GIVEN RECORDS:
============================================================

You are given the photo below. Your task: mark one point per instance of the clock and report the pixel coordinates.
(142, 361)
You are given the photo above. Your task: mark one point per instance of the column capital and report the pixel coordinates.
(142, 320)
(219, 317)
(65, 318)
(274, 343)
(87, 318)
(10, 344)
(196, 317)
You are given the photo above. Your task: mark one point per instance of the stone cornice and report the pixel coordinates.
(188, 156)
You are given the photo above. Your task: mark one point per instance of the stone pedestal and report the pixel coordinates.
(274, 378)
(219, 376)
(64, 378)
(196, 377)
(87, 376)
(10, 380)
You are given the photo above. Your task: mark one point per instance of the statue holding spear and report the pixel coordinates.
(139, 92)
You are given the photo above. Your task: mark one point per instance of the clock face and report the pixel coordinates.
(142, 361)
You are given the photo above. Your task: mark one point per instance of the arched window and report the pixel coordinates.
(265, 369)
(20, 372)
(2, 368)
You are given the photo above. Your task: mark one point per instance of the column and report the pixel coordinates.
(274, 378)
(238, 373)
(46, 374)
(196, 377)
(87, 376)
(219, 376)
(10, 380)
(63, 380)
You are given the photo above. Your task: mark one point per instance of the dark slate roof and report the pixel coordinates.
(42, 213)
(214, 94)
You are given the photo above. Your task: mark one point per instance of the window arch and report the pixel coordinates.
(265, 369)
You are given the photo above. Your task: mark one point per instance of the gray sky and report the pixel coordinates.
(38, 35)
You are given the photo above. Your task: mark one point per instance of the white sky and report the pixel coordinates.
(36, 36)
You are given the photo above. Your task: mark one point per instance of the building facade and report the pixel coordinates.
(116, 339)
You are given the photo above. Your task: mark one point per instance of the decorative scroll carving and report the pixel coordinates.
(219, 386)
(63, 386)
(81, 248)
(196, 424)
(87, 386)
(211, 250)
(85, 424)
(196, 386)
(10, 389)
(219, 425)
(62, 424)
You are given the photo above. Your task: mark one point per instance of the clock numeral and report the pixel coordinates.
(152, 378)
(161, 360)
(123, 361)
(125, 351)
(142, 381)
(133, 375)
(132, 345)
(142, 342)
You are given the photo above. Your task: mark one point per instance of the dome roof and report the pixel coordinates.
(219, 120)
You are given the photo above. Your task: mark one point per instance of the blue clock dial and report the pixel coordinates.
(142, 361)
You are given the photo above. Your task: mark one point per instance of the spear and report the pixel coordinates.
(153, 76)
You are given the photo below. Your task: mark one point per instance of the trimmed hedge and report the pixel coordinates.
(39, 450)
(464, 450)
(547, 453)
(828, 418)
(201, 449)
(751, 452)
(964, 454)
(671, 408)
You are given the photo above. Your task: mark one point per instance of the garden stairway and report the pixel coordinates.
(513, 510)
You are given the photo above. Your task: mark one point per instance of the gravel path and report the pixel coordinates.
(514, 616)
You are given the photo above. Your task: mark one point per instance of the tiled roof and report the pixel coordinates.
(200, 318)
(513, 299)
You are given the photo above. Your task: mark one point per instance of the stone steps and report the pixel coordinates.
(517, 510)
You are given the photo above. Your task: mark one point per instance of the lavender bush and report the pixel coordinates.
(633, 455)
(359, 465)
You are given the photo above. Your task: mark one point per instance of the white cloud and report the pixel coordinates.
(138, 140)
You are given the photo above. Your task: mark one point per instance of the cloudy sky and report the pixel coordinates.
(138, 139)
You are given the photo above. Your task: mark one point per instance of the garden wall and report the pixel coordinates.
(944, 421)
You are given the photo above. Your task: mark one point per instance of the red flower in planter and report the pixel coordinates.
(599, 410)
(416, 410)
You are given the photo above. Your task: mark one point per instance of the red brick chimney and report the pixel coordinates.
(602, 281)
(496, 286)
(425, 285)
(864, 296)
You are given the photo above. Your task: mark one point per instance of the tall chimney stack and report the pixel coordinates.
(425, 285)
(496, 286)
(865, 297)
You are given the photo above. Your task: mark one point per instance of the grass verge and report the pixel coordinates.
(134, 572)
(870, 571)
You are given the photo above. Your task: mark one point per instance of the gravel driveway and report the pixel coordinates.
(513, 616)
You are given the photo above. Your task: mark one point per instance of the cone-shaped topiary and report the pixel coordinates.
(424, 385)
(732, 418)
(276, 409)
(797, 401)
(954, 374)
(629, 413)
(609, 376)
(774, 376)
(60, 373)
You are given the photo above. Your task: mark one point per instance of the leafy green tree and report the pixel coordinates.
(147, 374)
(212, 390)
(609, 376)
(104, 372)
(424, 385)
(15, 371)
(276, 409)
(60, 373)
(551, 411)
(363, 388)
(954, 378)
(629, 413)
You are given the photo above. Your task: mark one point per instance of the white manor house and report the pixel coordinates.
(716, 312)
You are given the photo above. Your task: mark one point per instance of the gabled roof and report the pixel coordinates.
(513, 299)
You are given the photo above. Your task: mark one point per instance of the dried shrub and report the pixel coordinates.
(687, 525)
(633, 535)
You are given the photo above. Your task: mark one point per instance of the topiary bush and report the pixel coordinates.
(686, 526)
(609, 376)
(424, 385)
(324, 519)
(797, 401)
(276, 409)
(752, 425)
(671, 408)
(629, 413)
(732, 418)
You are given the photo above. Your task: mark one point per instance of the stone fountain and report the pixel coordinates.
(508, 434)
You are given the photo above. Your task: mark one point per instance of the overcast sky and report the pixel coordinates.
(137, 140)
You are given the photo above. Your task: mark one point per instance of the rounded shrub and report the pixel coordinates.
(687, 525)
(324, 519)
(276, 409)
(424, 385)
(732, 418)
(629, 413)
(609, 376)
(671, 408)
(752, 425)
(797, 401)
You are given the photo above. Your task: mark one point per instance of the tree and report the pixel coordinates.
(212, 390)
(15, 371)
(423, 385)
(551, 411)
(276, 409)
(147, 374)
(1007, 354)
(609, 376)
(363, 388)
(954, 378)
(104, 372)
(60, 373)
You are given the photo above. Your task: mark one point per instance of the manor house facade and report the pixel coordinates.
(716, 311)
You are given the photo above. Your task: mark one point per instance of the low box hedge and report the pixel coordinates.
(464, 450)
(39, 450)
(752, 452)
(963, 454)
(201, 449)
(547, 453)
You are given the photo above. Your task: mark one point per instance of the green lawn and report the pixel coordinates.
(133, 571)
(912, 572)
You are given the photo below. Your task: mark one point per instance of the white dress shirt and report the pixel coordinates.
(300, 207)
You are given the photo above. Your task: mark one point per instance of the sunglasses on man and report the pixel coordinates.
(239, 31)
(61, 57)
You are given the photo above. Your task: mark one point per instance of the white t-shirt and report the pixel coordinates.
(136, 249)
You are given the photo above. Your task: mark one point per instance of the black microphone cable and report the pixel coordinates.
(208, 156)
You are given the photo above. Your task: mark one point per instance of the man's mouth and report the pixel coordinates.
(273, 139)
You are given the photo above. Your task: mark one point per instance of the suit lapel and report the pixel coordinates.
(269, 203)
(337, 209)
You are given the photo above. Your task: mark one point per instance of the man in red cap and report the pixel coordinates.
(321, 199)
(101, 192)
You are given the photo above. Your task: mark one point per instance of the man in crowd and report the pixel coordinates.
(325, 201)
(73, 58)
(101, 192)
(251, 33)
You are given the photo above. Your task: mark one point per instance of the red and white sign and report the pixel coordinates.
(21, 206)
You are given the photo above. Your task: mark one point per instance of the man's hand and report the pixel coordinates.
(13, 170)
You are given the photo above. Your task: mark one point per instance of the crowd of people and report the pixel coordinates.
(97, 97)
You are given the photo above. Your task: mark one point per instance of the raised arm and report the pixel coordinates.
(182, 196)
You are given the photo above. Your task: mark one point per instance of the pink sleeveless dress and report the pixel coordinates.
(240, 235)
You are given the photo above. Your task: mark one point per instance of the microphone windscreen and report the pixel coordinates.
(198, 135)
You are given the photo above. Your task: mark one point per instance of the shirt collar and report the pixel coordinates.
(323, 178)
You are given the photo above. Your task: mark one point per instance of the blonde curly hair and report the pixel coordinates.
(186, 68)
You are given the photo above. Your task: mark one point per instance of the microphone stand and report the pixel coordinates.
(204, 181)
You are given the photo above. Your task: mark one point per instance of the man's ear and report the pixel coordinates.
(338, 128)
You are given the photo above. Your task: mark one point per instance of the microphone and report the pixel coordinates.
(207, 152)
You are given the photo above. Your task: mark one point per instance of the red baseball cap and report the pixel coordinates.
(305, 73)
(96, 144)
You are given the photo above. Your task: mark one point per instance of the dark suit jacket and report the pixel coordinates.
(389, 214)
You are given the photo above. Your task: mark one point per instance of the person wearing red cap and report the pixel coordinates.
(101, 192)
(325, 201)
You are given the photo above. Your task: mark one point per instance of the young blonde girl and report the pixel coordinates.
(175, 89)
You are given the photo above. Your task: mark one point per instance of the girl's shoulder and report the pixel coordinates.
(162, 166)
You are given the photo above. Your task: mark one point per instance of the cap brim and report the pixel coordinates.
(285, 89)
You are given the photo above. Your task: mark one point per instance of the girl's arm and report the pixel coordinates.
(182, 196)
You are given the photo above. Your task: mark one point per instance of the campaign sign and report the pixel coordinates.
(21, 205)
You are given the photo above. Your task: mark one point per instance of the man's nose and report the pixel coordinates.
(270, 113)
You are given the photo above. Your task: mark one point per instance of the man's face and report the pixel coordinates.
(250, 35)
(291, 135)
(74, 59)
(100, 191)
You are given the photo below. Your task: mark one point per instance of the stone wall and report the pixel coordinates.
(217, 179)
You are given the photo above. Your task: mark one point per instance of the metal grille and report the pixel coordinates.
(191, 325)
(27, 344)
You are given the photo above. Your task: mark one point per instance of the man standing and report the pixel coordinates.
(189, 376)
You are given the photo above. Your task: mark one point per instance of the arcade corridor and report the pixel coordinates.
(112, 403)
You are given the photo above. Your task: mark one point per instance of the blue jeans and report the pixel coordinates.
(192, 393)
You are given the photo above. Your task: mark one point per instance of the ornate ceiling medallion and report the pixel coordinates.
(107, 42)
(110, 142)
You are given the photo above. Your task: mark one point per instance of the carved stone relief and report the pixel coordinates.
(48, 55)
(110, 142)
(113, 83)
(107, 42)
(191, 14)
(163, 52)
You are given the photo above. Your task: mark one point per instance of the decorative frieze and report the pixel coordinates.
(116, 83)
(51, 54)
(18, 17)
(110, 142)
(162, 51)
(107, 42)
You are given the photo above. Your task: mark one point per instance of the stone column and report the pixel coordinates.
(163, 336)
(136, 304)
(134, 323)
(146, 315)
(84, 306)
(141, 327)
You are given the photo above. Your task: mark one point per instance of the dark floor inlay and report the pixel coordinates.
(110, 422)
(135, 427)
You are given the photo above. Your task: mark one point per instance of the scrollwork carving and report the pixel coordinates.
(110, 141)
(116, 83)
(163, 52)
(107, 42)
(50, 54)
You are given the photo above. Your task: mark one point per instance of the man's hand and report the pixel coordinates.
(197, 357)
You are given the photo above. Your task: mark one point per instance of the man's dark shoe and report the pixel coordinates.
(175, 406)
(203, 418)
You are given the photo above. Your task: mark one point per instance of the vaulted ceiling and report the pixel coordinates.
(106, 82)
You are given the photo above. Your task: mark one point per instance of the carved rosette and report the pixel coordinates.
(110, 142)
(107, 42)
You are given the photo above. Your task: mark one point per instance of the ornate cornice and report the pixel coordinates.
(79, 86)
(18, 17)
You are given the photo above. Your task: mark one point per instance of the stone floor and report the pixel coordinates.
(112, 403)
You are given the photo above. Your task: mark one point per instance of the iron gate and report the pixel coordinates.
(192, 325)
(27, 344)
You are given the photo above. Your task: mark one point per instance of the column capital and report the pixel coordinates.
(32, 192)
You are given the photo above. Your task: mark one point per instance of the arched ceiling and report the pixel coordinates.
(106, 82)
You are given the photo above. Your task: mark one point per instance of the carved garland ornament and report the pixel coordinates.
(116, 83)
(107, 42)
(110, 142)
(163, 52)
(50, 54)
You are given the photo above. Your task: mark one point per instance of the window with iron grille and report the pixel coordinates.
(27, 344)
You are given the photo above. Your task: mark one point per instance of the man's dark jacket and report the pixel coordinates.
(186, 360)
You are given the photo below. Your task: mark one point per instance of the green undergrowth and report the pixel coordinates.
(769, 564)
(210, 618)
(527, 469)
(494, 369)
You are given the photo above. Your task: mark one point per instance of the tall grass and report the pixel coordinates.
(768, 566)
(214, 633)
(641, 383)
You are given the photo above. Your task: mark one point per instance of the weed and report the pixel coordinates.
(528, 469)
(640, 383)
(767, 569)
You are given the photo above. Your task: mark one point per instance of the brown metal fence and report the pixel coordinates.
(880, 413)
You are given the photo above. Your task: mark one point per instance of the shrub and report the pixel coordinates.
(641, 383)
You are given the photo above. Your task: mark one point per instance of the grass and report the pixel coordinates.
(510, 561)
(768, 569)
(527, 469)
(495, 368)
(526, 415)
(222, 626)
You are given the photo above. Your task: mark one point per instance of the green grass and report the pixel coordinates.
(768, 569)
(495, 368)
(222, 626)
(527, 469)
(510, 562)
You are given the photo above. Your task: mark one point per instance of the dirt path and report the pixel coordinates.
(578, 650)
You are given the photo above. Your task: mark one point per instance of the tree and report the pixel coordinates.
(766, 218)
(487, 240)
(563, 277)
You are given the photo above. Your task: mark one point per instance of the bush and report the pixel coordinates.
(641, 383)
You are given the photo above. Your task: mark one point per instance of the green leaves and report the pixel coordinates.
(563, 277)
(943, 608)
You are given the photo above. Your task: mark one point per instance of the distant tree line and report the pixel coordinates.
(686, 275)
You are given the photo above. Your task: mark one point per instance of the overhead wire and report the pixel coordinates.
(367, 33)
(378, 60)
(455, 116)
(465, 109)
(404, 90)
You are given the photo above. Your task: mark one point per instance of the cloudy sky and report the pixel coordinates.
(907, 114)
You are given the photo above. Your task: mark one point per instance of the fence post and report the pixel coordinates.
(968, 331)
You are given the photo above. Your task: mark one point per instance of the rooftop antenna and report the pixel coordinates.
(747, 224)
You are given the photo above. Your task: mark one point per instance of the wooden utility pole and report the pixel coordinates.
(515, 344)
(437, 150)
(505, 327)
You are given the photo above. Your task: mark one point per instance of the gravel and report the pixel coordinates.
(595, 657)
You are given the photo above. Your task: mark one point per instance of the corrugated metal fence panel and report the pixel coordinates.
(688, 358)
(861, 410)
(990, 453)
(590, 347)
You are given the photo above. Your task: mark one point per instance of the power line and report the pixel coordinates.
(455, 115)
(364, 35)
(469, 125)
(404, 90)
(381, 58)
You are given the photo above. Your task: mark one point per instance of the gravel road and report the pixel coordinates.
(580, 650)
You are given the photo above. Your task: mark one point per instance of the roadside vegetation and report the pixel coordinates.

============================================================

Reproduce only the lines running from the one with "gravel and report the pixel coordinates." through the final line of the listing above, both ends included.

You are given the photo above. Your task: mark one point per instance of the gravel and report the pixel coordinates.
(595, 657)
You are given the photo above. Your task: mark one point per instance of the corrugated metal fence panel and report the pixel coordinates.
(688, 358)
(861, 410)
(990, 453)
(590, 347)
You are given the photo above. Your task: mark one point per instance of the power line and report the pixel coordinates.
(455, 115)
(364, 35)
(469, 125)
(404, 90)
(381, 58)
You are given the photo above. Your task: mark one point per instance of the gravel road and report the pixel coordinates.
(580, 650)
You are given the photo above. Your task: mark one point per instance of the roadside vegetation and report the pixel coordinates.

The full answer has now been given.